╭─ SELECTED EXCERPT
Perl Online Compiler

Write, Run & Share Perl code online using OneCompiler's Perl online compiler for free. It's one of the robust, feature-rich online compilers for Perl language, running on the latest version 5.22.1. Getting started with the OneCompiler's Perl compiler is simple and pretty fast. The editor shows sample boilerplate code when you choose language as Perl and start coding.

Taking inputs (stdin)

OneCompiler's Perl online editor supports stdin and users can give inputs to programs using the STDIN textbox under the I/O tab. Following is a sample Perl program which takes name as input and prints hello message with your name.

my $name = <STDIN>;             
print "Hello $name.\n";

About Perl

Perl(Practical Extraction and Report Language) is especially desined for text processing by Larry Wall.

Key features

Cross-platform
Efficient for mission critical applications.
Open-source
Supports both procedural and object-oriented programming.
Perl interpreter is embeddable with other systems.
Loosely typed language

Syntax help

Data types

There is no need to specify the type of the data in Perl as it is loosely typed language.

Type	Description	Usage
Scalar	Scalar is either a number or a string or an address of a variable(reference)	$var
Arrays	Array is an ordered list of scalars, you can access arrays with indexes which starts from 0	@arr = (1,2,3)
Hash	Hash is an unordered set of key/value pairs	%ul = (1,'foo', 2, 'bar)

Variables

In Perl, there is no need to explicitly declare variables to reserve memory space. When you assign a value to a variable, declaration happens automatically.

$var-name =value; #scalar-variable
@arr-name = (values); #Array-variables
%hashes = (key-value pairs); # Hash-variables

Loops

1. If family:

If, If-else, Nested-Ifs are used when you want to perform a certain set of operations based on conditional expressions.
╰─
╭─ DATASET EXCERPTS
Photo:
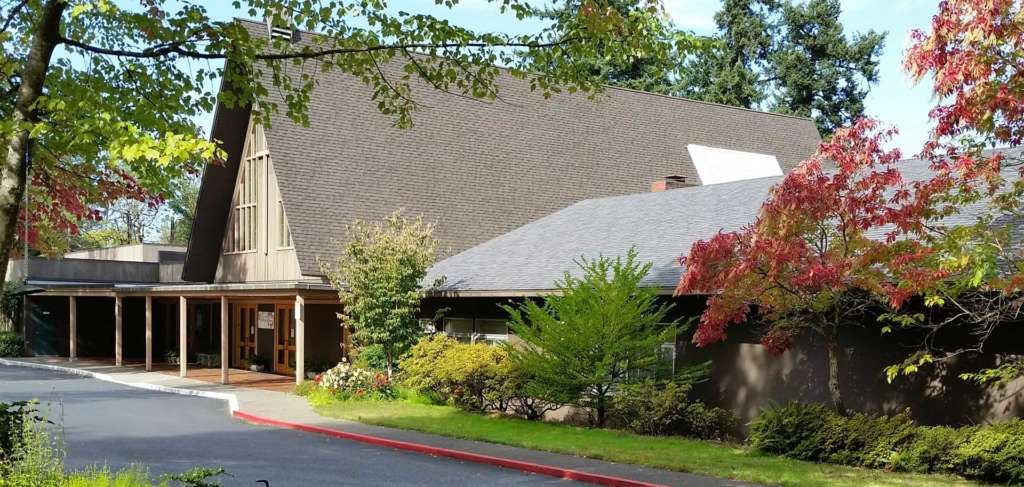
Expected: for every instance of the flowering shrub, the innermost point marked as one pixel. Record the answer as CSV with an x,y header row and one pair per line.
x,y
348,382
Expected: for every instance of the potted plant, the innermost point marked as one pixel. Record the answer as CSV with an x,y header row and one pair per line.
x,y
258,362
314,367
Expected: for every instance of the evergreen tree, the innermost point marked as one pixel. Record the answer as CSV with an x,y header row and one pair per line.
x,y
792,57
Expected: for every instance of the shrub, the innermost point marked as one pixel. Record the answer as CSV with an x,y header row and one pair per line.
x,y
592,337
810,432
418,366
372,357
707,423
930,449
993,453
513,391
347,382
11,345
795,430
650,408
472,377
865,440
304,388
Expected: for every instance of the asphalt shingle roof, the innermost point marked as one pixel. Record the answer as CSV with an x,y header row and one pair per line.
x,y
480,169
662,225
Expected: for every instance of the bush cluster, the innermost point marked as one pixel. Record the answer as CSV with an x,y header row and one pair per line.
x,y
649,408
813,432
345,382
472,377
11,345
╰─
**OBJECTIVES**
1. Recast the paragraph of the Perl compiler page that starts "Write, Run & Share Perl code" as a short bulleted list that keeps its main facts.
2. Carry on the Perl compiler page from the point where it stops.
These data were drawn from a separate source.

**ANSWERS BELOW**
1.
- OneCompiler's Perl online compiler lets you write, run and share Perl code online for free.
- It is a robust, feature-rich compiler running the latest Perl version, 5.22.1.
- Getting started is simple and fast.
- When you choose Perl as the language, the editor shows sample boilerplate code so you can start coding.

2.
If

if(conditional-expression){    
//code    
}

If-else

if(conditional-expression){  
//code if condition is true  
}else{  
//code if condition is false  
}

Nested-If-else

if(condition-expression1){  
//code if above condition is true  
}else if(condition-expression2){  
//code if above condition is true  
}  
else if(condition-expression3){  
//code if above condition is true  
}  
...  
else{  
//code if all the conditions are false  
}

2. Switch:

There is no case or switch in perl, instead we use given and when to check the code for multiple conditions.

given(expr){    
when (value1)  
{//code if above value is matched;}    
when (value2)  
{//code if above value is matched;}   
when (value3)  
{//code if above value is matched;}  
default  
{//code if all the above cases are not matched.}     
}

3. For:

For loop is used to iterate a set of statements based on a condition.

for(Initialization; Condition; Increment/decrement){  
  // code  
}

4. While:

While is also used to iterate a set of statements based on a condition. Usually while is preferred when number of iterations are not known in advance.

while(condition) {  
 // code 
}

5. Do-While:

Do-while is also used to iterate a set of statements based on a condition. It is mostly used when you need to execute the statements atleast once.

do {
  // code 
} while (condition);

Sub-routines

Sub-routines are similar to functions which contains set of statements. Usually sub-routines are written when multiple calls are required to same set of statements which increases re-usuability and modularity.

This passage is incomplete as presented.